Task statement ▸ Copy out all of the data below, substituting "positions" for every occurrence of "coordinates" and leaving everything else as it is.

[Begin Record excerpts]

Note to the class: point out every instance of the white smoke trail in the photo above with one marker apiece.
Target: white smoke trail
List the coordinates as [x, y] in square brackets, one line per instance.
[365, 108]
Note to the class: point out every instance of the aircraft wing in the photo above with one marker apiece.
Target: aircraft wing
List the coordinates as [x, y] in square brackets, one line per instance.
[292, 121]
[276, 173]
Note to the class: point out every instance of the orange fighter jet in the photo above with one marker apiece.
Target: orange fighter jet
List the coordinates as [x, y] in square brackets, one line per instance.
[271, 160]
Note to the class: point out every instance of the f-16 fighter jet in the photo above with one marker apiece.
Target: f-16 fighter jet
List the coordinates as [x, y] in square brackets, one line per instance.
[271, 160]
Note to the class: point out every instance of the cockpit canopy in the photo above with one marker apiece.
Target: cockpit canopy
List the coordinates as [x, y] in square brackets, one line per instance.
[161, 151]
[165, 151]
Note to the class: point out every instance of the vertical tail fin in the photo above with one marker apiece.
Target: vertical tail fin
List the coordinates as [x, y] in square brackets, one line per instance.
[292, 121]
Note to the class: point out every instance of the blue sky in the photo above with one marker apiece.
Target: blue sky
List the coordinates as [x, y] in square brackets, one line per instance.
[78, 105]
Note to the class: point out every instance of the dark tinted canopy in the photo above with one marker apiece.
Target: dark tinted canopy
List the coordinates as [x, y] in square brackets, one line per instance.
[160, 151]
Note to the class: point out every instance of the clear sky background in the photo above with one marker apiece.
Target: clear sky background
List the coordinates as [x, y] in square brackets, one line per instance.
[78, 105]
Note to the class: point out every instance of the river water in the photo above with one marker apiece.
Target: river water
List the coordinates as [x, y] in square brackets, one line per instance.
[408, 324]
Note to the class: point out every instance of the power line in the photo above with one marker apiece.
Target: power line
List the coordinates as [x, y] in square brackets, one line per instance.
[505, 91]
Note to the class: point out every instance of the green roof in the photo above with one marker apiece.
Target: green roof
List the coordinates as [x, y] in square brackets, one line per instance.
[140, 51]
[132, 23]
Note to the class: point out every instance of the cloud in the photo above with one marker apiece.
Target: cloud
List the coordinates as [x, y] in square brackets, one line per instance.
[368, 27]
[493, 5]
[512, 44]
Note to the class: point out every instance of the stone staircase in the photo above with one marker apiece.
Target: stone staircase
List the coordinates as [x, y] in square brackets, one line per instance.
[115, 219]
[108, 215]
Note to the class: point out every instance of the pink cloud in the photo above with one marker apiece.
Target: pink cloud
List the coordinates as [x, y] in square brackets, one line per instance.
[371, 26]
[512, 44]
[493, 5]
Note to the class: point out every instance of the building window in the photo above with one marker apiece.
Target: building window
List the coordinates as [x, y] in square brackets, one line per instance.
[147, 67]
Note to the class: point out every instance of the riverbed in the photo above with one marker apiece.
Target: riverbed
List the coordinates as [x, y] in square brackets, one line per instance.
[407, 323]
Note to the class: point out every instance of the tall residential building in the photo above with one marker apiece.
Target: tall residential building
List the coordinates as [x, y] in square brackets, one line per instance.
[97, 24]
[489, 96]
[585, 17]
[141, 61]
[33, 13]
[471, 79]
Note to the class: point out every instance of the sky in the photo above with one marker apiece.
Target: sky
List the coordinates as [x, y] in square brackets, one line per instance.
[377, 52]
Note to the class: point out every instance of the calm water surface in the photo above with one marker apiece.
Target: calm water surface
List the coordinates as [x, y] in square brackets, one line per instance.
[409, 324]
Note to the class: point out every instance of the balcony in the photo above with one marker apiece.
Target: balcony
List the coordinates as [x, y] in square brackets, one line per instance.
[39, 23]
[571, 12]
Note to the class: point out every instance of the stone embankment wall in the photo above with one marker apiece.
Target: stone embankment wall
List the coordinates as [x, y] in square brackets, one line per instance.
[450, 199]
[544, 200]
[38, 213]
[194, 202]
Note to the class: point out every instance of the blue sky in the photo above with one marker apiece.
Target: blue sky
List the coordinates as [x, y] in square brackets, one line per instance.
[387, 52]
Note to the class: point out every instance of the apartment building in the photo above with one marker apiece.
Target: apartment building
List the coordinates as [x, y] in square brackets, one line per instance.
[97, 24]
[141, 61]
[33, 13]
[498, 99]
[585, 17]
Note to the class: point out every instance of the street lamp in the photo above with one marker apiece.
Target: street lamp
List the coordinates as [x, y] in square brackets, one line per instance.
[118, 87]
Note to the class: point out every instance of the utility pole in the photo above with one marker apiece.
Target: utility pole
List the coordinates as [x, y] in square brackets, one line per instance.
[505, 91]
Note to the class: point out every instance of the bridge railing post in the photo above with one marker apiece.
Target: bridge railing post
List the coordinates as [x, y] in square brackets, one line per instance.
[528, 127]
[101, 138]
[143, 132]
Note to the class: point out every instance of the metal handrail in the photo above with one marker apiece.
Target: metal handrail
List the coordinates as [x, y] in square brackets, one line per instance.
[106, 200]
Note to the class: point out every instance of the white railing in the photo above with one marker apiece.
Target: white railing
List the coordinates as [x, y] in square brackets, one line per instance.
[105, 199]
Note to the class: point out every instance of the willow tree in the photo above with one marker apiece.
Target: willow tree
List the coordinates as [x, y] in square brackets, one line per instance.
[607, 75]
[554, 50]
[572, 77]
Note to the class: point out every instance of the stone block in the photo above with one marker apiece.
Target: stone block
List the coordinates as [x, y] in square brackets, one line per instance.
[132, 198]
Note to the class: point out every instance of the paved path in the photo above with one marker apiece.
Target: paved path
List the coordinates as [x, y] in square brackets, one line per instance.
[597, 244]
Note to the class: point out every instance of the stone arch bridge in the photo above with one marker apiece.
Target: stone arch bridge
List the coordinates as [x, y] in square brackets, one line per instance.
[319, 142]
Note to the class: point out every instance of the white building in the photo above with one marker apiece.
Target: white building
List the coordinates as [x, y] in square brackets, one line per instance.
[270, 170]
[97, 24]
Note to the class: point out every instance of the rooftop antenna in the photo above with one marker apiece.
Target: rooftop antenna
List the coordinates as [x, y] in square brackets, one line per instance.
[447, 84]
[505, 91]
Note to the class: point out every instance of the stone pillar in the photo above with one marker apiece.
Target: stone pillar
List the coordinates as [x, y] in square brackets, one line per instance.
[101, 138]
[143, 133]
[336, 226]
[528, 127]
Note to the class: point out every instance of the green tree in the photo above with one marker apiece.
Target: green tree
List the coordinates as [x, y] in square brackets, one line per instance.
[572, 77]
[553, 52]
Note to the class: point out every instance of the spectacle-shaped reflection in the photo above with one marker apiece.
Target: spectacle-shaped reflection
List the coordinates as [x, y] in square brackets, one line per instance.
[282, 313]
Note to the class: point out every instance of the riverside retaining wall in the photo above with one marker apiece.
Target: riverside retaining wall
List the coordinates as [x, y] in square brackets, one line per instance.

[End Record excerpts]

Full response ▸
Note to the class: point out every instance of the white smoke trail in the photo above with one marker apiece.
Target: white smoke trail
List the positions as [x, y] in square brackets, one line per instance.
[365, 108]
Note to the class: point out every instance of the aircraft wing in the photo above with one marker apiece.
Target: aircraft wing
List the positions as [x, y] in square brackets, one line per instance.
[292, 121]
[276, 173]
Note to the class: point out every instance of the orange fighter jet in the photo above with one marker apiece.
Target: orange fighter jet
List the positions as [x, y] in square brackets, one line per instance.
[271, 160]
Note to the class: point out every instance of the f-16 fighter jet in the photo above with one marker apiece.
Target: f-16 fighter jet
List the positions as [x, y] in square brackets, one line per instance.
[271, 160]
Note to the class: point out every instance of the cockpit canopy in the photo above with one marker apiece.
Target: cockpit canopy
List the positions as [x, y] in square brackets, one line per instance.
[161, 151]
[165, 151]
Note to the class: point out every instance of the vertical tail fin in the photo above with one marker apiece.
Target: vertical tail fin
List the positions as [x, y] in square brackets, one line per instance.
[292, 121]
Note to the class: point out every instance of the blue sky in the photo above with one marker apiece.
Target: blue sky
List the positions as [x, y] in square brackets, one line per instance.
[78, 105]
Note to the class: point out every instance of the dark tinted canopy in the photo above with one marker apiece.
Target: dark tinted canopy
List the positions as [x, y] in square brackets, one line per instance.
[160, 151]
Note to the class: point out every instance of the clear sky background in the photo above with one marker apiece.
Target: clear sky background
List the positions as [x, y] in square brackets, one line per instance.
[78, 105]
Note to the class: point out every instance of the river water in the photo above with one marker apiece.
Target: river water
List the positions as [x, y] in square brackets, one line per instance.
[408, 324]
Note to the class: point out every instance of the power line in the photo above with one marker apiece.
Target: power line
List the positions as [x, y] in square brackets, one line per instance.
[505, 91]
Note to the class: point out every instance of the green roof in the photo above with one marker apiece.
Target: green roof
List the positions as [x, y] in square brackets, one line per instance.
[140, 51]
[132, 23]
Note to the class: point out every instance of the cloud in the photo above with one marker apiece.
Target: cloud
List the positions as [x, y] in square brackets, one line per instance.
[368, 27]
[493, 5]
[512, 44]
Note to the class: point out every instance of the stone staircase in the photo above with one marker apiece.
Target: stone staircase
List the positions as [x, y] in square brackets, one line per instance.
[115, 219]
[108, 215]
Note to the class: point out every instance of the pink cloud in the photo above with one marker apiece.
Target: pink cloud
List the positions as [x, y] in square brackets, one line per instance.
[371, 26]
[512, 44]
[493, 5]
Note to the class: point out every instance of the building window in the photo above with one marker apiece.
Target: building window
List the positions as [x, y] in square brackets, one line per instance.
[147, 67]
Note to the class: point out every instance of the riverbed in the photo above with one marker apiece.
Target: riverbed
List the positions as [x, y] in square brackets, one line per instance.
[407, 323]
Note to the class: point out every instance of the tall residential building in the photo above with one marker apiece.
Target: tall residential building
List the positions as [x, y] in square brackets, one line per instance.
[97, 24]
[489, 96]
[585, 17]
[141, 61]
[33, 13]
[471, 79]
Note to the class: point out every instance of the sky in the photo above with one marker apiece.
Target: sky
List the positions as [x, y] in square brackets, one line per instance.
[377, 52]
Note to the class: point out every instance of the calm water surface in the photo above with one marker apiece.
Target: calm water surface
List the positions as [x, y] in square brackets, one line per instance.
[409, 324]
Note to the class: point out every instance of the balcony in the photo above with one marker apiece.
Target: balcony
List the positions as [x, y] in square brackets, one line per instance.
[39, 23]
[571, 12]
Note to the class: point out every instance of the stone embankment wall in the photo above with one marker apiece.
Target: stone embankment wall
List the positions as [x, y] in square brackets, one line per instance.
[450, 199]
[544, 200]
[38, 213]
[194, 202]
Note to the class: point out every instance of the blue sky in the photo above with one marker apiece.
Target: blue sky
List the positions as [x, y] in square brackets, one line per instance.
[387, 52]
Note to the class: point out every instance of the apartment building in the photo above with one marker apiece.
Target: apartment building
List the positions as [x, y] in square brackets, one line per instance.
[97, 24]
[141, 61]
[33, 13]
[498, 99]
[585, 17]
Note to the class: point out every instance of the street lamp in the photo above with one marker apiece.
Target: street lamp
List the positions as [x, y] in square brackets, one line per instance.
[118, 87]
Note to the class: point out every instance of the utility pole in the photo above with one marker apiece.
Target: utility pole
List the positions as [x, y] in square brackets, one line per instance.
[505, 91]
Note to the class: point out every instance of the bridge railing post in the photo above with one marker apiece.
Target: bridge railing post
List the positions as [x, y] in square brackets, one line per instance.
[528, 127]
[101, 138]
[143, 132]
Note to the class: point out every instance of the metal handrail in the photo above with one marker apiece.
Target: metal handrail
List the positions as [x, y] in square brackets, one line per instance.
[106, 200]
Note to the class: point out every instance of the white railing in the photo above with one marker apiece.
Target: white railing
List the positions as [x, y] in square brackets, one line per instance.
[105, 199]
Note to the class: point out every instance of the willow tree in the photo above with one marker apiece.
Target: willow tree
List the positions as [x, y] in square brackets, one line per instance.
[607, 75]
[554, 50]
[572, 77]
Note to the class: point out every instance of the stone block in the photo above with one marker apiece.
Target: stone block
List the positions as [x, y] in square brackets, one line per instance.
[132, 198]
Note to the class: point out every instance of the paved path in the photo above with one marker apiece.
Target: paved path
List the positions as [x, y] in square brackets, one line per instance.
[597, 244]
Note to the class: point out every instance of the stone arch bridge in the photo above with one marker apiece.
Target: stone arch bridge
List the positions as [x, y] in square brackets, one line per instance.
[319, 142]
Note to the class: point out every instance of the white building in the photo above with one marker apiece.
Target: white building
List the positions as [x, y] in square brackets, one line per instance.
[270, 170]
[97, 24]
Note to the class: point out every instance of the rooftop antenna in the photo above with one marker apiece.
Target: rooftop antenna
List the positions as [x, y] in square brackets, one line per instance.
[447, 84]
[505, 91]
Note to the class: point out every instance of the stone pillar in the photo above with one marker apiece.
Target: stone pillar
List the positions as [x, y] in square brackets, one line per instance.
[101, 138]
[143, 133]
[336, 226]
[528, 127]
Note to the class: point out every instance of the green tree in the photo above with one marker apiece.
Target: green tree
List the positions as [x, y] in square brackets, one line per instance.
[572, 77]
[553, 52]
Note to the class: point out every instance of the spectacle-shaped reflection in the photo above with one marker apiece.
Target: spectacle-shaped reflection
List the positions as [x, y] in square brackets, one line per instance.
[282, 313]
Note to the class: point out every instance of the riverside retaining wall in the photo above with one marker apiece.
Target: riverside retaining wall
List the positions as [x, y] in square brackets, one line per instance.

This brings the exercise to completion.